*** Opening DATA TO PROCESS ***

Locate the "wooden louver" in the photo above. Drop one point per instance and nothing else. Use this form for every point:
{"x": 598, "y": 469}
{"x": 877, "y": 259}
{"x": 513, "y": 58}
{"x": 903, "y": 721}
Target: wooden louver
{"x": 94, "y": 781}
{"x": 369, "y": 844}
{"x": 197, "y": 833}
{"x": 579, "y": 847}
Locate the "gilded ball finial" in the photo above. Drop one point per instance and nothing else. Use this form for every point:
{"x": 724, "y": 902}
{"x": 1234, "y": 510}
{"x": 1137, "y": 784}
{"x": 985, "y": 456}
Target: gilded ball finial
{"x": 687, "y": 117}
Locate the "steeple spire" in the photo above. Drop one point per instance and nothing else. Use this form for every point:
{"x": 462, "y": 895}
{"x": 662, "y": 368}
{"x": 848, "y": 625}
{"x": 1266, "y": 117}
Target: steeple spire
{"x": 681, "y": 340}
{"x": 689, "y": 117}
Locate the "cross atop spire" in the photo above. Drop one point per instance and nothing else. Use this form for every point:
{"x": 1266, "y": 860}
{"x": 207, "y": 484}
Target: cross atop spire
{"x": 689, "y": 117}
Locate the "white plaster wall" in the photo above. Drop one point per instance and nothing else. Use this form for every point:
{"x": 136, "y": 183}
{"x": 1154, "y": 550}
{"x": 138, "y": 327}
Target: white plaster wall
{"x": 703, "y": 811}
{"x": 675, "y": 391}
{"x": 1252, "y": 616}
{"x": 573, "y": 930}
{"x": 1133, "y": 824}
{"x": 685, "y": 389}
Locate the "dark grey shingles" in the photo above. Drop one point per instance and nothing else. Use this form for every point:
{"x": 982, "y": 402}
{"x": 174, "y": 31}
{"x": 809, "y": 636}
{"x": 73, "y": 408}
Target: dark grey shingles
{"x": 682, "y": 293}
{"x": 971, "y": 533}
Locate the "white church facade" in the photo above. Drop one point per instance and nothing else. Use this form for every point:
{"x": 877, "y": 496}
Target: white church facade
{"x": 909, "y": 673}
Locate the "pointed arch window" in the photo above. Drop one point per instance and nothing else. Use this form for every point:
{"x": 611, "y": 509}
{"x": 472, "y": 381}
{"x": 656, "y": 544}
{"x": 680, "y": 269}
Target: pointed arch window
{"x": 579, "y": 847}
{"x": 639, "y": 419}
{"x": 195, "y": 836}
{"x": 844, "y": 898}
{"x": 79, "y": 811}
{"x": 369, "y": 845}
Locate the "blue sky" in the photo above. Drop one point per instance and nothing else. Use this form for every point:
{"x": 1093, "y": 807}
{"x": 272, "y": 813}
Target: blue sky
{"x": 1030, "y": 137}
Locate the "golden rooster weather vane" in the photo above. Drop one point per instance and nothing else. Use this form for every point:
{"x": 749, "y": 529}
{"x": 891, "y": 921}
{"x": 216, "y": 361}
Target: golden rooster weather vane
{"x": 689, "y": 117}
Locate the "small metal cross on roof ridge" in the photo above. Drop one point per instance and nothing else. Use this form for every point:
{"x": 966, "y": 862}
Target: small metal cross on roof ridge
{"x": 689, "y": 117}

*** Closing DATA TO PROCESS ***

*WORK TASK*. What is needed is an exact copy of the line containing "Target: steeple spire" and each line after it, through the final line of the entries above.

*OUTPUT OF THE TASK*.
Target: steeple spire
{"x": 681, "y": 340}
{"x": 689, "y": 117}
Locate the "cross atop spire" in the photo above. Drop one point per instance and nothing else. Use this form for every point:
{"x": 1266, "y": 860}
{"x": 207, "y": 484}
Target: cross atop spire
{"x": 689, "y": 117}
Locate the "white plaster wall" in the photo above. Drop one point per instance and nothing else. Use this form for every point:
{"x": 136, "y": 183}
{"x": 1154, "y": 550}
{"x": 138, "y": 327}
Target: white plaster wall
{"x": 703, "y": 811}
{"x": 675, "y": 391}
{"x": 1252, "y": 616}
{"x": 573, "y": 930}
{"x": 1133, "y": 824}
{"x": 685, "y": 389}
Locate the "dark grey shingles" in the photo above. Drop one point per instance and nothing else. Use this form for every point:
{"x": 982, "y": 402}
{"x": 174, "y": 31}
{"x": 809, "y": 636}
{"x": 73, "y": 408}
Target: dark grey shingles
{"x": 682, "y": 293}
{"x": 971, "y": 533}
Locate the "white church facade" in the photo above. Drop one point per instance and nothing else. Use this form for every point:
{"x": 877, "y": 496}
Target: white church facade
{"x": 909, "y": 673}
Locate the "pointed arch window" in the photo above. Drop one point per instance and nothing else. Use this form for every point:
{"x": 611, "y": 509}
{"x": 472, "y": 381}
{"x": 656, "y": 544}
{"x": 680, "y": 269}
Target: pointed arch window
{"x": 579, "y": 847}
{"x": 639, "y": 419}
{"x": 195, "y": 836}
{"x": 844, "y": 898}
{"x": 79, "y": 811}
{"x": 369, "y": 845}
Locate the "blue sky" in the photo above. Drop one point per instance and nothing else. Use this form for every point:
{"x": 1093, "y": 807}
{"x": 272, "y": 813}
Target: blue sky
{"x": 1030, "y": 137}
Locate the "golden rooster weather vane" in the photo above. Drop one point per instance and nothing else. Use this form for every point:
{"x": 749, "y": 529}
{"x": 891, "y": 921}
{"x": 216, "y": 361}
Target: golden rooster weather vane
{"x": 689, "y": 117}
Locate the "small metal cross on roof ridge" in the photo above. Drop one point per instance and nothing else. Use this form for every point:
{"x": 966, "y": 862}
Target: small metal cross on roof ridge
{"x": 689, "y": 117}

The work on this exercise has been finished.